• TASK DETAILS: Count how many lines of the data below contain the string "glass", matching case exactly, and reply with only that number.

—————

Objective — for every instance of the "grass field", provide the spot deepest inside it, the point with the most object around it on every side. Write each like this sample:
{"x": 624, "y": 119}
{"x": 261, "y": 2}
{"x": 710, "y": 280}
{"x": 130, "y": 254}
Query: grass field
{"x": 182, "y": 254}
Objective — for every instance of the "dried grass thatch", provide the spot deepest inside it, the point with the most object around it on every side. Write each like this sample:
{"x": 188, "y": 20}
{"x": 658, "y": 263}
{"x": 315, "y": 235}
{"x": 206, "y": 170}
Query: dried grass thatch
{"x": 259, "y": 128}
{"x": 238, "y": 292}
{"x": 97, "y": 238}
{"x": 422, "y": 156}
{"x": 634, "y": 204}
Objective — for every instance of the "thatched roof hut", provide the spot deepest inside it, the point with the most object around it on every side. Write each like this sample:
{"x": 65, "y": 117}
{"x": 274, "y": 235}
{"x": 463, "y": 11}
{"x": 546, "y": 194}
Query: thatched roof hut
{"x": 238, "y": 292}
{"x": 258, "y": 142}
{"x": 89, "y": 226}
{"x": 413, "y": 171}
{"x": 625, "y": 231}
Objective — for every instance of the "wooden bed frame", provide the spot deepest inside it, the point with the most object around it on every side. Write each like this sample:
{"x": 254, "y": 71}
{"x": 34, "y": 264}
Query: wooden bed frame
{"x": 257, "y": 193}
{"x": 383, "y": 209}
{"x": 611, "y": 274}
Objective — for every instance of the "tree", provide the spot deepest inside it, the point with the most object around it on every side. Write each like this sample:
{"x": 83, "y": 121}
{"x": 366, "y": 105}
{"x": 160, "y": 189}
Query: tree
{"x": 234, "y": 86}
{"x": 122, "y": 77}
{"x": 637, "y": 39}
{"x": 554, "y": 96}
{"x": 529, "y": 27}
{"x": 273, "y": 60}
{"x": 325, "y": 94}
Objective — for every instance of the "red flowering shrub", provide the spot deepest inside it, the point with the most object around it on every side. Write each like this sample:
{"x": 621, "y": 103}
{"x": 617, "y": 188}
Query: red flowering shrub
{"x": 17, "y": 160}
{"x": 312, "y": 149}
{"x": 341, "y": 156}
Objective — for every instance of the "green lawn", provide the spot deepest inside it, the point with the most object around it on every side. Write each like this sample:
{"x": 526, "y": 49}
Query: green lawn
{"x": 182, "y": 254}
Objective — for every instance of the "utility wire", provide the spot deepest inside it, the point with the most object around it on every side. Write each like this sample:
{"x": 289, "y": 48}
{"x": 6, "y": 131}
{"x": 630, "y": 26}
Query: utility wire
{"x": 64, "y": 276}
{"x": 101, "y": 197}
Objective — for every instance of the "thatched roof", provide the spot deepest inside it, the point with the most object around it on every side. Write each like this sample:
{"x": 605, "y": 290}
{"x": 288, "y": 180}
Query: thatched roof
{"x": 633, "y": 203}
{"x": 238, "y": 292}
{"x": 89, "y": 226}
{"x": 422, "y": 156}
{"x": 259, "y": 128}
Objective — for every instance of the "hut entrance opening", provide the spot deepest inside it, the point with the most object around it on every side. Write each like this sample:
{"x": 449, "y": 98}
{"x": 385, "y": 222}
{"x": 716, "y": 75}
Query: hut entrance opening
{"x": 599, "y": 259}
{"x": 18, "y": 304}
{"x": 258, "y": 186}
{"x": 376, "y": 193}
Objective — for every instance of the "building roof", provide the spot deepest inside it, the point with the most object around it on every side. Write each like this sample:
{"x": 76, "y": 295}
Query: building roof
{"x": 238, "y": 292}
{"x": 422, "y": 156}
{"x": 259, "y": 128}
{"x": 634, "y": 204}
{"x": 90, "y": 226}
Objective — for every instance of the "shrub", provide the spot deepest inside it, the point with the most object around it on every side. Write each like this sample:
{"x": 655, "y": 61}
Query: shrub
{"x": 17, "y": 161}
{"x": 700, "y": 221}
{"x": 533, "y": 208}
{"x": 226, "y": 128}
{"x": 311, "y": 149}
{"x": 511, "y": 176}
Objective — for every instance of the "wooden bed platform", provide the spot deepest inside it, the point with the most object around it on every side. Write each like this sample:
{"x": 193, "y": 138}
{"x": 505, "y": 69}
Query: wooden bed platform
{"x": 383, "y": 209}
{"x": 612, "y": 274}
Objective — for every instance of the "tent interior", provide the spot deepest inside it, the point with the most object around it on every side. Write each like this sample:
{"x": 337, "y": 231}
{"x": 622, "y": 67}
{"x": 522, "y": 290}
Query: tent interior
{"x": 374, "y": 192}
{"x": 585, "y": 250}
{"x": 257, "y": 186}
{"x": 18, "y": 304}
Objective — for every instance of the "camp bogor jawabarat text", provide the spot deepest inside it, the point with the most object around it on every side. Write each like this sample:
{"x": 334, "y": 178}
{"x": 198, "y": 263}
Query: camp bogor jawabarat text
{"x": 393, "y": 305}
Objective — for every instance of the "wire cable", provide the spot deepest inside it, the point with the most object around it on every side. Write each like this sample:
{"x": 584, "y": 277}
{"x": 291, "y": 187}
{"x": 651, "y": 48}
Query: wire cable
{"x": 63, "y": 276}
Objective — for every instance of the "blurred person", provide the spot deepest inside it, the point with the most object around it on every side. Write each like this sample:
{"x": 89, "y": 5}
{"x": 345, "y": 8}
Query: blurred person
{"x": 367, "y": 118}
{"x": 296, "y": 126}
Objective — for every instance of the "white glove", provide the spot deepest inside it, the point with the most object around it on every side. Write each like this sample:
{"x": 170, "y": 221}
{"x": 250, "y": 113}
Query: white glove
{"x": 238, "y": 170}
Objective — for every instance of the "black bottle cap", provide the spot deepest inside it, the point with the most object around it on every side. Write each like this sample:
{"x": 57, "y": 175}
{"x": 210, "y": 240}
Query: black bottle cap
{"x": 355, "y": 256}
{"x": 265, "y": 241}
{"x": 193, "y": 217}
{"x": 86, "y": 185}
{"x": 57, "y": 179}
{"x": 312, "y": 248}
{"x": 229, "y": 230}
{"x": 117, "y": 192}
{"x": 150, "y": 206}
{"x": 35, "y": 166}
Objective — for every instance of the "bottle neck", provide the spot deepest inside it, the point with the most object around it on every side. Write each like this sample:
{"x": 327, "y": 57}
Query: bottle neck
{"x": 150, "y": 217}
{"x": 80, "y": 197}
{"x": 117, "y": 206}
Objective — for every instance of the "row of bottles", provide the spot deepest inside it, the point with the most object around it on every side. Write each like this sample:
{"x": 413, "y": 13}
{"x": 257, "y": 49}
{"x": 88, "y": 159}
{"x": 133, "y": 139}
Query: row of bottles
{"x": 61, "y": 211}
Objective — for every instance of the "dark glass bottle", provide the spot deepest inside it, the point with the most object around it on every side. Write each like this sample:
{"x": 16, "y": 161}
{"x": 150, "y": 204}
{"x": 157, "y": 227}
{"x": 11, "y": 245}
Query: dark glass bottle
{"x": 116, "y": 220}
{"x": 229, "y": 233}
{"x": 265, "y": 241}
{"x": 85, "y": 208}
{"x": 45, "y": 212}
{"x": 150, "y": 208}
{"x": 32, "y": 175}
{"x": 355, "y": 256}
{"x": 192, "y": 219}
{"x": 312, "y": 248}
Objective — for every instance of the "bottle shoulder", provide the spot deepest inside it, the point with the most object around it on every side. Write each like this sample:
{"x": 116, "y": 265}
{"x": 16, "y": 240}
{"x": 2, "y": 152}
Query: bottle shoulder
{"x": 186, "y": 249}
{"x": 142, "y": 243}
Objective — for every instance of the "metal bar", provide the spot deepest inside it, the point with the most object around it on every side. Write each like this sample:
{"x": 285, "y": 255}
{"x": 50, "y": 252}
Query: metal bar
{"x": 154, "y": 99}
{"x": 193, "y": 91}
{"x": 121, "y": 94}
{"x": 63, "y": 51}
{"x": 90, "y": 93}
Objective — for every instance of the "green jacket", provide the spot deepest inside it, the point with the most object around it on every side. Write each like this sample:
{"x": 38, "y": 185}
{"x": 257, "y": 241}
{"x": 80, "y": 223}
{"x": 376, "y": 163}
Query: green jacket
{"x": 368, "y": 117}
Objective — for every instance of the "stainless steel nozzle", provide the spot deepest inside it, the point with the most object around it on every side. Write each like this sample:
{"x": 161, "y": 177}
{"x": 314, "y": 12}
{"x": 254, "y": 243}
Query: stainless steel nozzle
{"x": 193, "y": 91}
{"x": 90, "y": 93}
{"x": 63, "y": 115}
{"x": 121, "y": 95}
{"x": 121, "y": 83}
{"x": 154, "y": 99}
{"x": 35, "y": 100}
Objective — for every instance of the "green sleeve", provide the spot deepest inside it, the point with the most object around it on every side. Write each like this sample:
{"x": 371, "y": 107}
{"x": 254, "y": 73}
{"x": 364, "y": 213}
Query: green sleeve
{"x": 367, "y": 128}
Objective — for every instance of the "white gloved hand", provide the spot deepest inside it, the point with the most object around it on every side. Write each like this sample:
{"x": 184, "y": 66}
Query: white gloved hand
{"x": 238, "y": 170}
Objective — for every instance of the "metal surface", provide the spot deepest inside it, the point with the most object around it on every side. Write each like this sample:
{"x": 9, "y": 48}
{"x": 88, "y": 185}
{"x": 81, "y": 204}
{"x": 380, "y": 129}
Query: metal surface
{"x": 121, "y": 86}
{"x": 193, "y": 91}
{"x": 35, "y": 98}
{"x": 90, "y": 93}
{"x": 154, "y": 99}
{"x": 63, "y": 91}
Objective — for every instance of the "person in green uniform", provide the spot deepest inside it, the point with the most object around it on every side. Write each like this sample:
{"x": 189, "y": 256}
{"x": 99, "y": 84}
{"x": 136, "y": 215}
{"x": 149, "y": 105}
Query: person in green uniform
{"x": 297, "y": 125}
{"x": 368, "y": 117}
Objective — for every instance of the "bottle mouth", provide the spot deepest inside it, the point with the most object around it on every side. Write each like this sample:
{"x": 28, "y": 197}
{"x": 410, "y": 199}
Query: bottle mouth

—————

• EXERCISE OUTPUT: 2